Task instructions — Write out all of the entries that follow, word for word, but skip the pictures.

Records to use —
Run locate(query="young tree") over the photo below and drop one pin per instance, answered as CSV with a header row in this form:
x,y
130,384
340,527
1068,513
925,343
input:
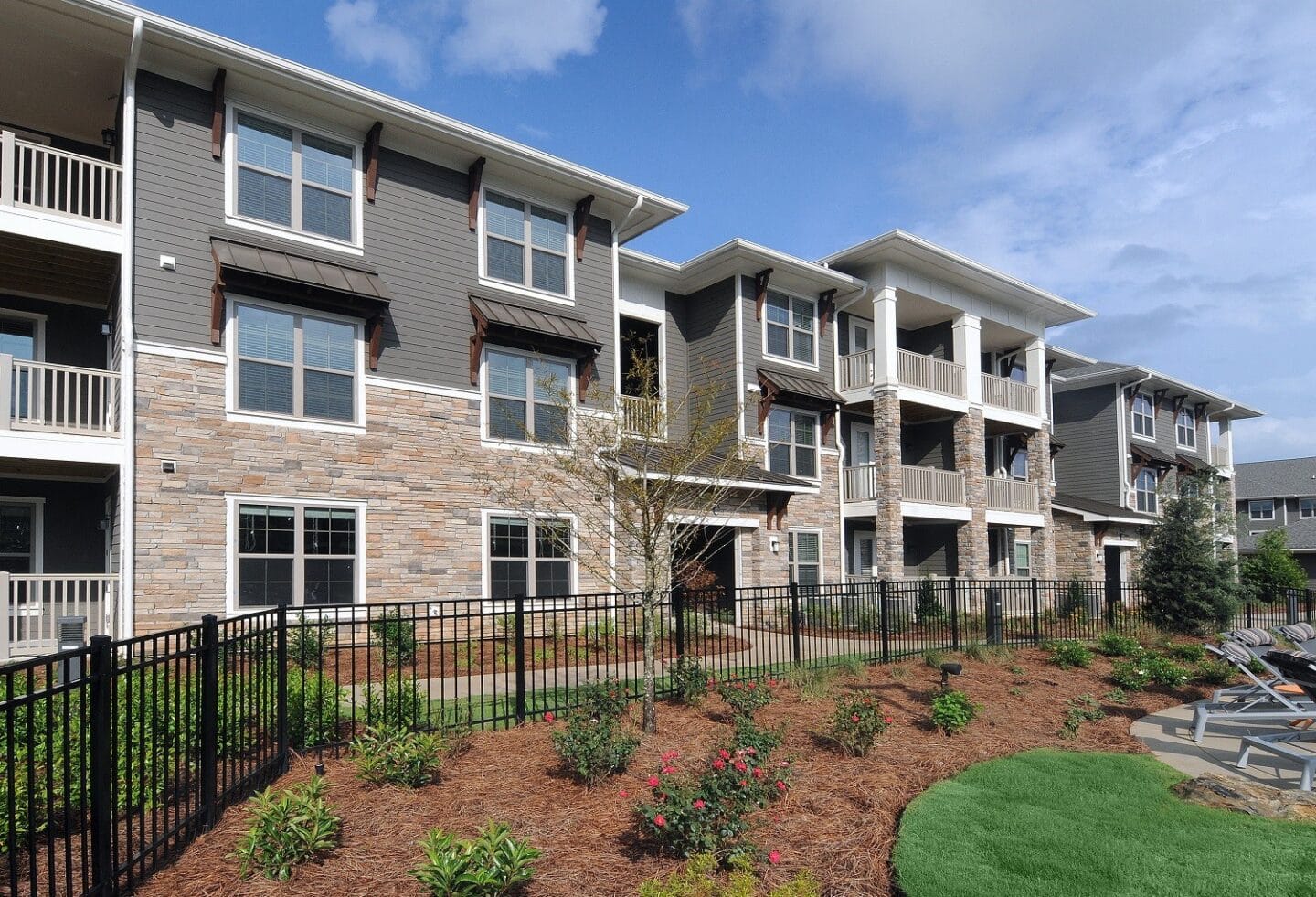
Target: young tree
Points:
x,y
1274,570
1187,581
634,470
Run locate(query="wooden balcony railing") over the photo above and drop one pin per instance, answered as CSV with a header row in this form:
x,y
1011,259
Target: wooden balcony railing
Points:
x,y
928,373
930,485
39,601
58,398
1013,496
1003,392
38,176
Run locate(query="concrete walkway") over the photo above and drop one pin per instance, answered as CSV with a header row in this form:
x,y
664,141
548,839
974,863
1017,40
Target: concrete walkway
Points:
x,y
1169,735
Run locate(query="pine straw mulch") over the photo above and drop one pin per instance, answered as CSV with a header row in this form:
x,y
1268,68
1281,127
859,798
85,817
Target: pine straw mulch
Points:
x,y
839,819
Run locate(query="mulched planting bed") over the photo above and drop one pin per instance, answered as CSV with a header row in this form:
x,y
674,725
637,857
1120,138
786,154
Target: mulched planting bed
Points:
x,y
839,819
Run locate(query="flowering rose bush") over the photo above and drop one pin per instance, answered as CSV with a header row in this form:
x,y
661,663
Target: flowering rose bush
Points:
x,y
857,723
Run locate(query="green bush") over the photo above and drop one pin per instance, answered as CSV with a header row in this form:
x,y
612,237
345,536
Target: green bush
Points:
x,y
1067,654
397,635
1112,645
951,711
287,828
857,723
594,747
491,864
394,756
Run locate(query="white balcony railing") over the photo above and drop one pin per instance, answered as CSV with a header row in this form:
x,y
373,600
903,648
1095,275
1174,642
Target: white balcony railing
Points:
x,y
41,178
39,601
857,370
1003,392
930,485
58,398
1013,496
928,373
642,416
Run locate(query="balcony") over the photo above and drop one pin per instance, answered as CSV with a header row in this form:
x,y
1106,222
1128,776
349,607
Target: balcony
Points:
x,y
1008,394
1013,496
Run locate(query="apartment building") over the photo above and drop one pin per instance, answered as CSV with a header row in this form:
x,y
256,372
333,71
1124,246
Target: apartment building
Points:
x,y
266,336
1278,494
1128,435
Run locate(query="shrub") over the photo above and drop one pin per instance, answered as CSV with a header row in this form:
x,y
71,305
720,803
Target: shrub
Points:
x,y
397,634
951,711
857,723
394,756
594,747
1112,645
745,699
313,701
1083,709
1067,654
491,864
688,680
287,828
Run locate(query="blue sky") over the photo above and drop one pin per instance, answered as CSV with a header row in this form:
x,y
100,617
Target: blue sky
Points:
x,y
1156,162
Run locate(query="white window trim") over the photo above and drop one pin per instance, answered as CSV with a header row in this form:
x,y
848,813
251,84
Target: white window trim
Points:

Right answer —
Run locate(query="young tree") over the photo below and drop one pin per instance, answered as CSV with a header row in this form:
x,y
130,384
340,527
1068,513
925,343
input:
Target: young tree
Points:
x,y
1274,570
1187,581
634,470
Run locate(query="wooden balcony railing") over the photo above and drop one pin per instance, answered as CSV with a header row in this form:
x,y
1011,259
Target: wooden balcony railing
Points:
x,y
928,373
930,485
39,601
58,398
1013,496
1003,392
38,176
Run locate(query="concrete walkway") over the photo above and drop one pin per instance, answered as CSV with a header row in this form:
x,y
664,141
548,839
974,863
1017,40
Target: concrete walkway
Points:
x,y
1169,735
Run locate(query="pine straw mulch") over the photo above and drop one pin per instance, answered as CSV with a header row in this form:
x,y
1268,68
1281,127
859,798
85,817
Target: pine straw mulch
Points:
x,y
839,819
Run locate(query="mulched planting bed") over the photo above and drop one pin per instance, answered as CSV with a header row in this form:
x,y
674,725
637,857
1120,138
786,154
Target: mulched planting bed
Points:
x,y
839,819
Run locate(query="flowering rose bush") over the photo above and drop one pin per instance, answered as CSV with a header row in this form:
x,y
661,663
Target: flowering rose bush
Points:
x,y
857,723
Run locate(query="green bush") over the photo above and drop one pin per instance, answered as CSV with a header row in this form:
x,y
612,237
345,536
Target: green bush
Points:
x,y
1067,654
397,635
1112,645
951,711
287,828
857,723
594,747
491,864
394,756
Run locate(query="white balcony railing") over the photo above and drop one pin per instance, answered as CSV with a header row in this form:
x,y
373,600
903,648
1095,275
1174,642
Target: white balcony railing
Points:
x,y
41,178
39,601
857,370
1003,392
930,485
58,398
1013,496
928,373
642,416
Run locate(query="balcony") over the photo above and drop one pin per instance, answered as CSV with a header row in this form:
x,y
1106,222
1128,776
349,607
Target: balcony
Points:
x,y
1008,394
1013,496
Run locate(query="apartment building") over the photo above and drop one pin per instance, answered as CSV with a header row in this form:
x,y
256,372
333,71
1124,246
Target: apartment building
Points:
x,y
266,336
1278,494
1128,435
Run locate(query="shrub") over the photo above and drop one pin per instance, answered as CSV with a header row in this form:
x,y
71,305
720,803
Target: shrub
Points:
x,y
397,634
951,711
857,723
394,756
594,747
1112,645
745,699
313,701
1083,709
1067,654
491,864
688,680
287,828
Run locate(query="blue sky") over the photo above and drop one pin per instance, answered as CSV with a header row in this form:
x,y
100,617
Target: blue sky
Points:
x,y
1156,162
Run locate(query="white window trim") over the photo above and drop one pin per instance, answered as CSV with a header row in this form:
x,y
848,813
251,84
Target: white window trim
Points:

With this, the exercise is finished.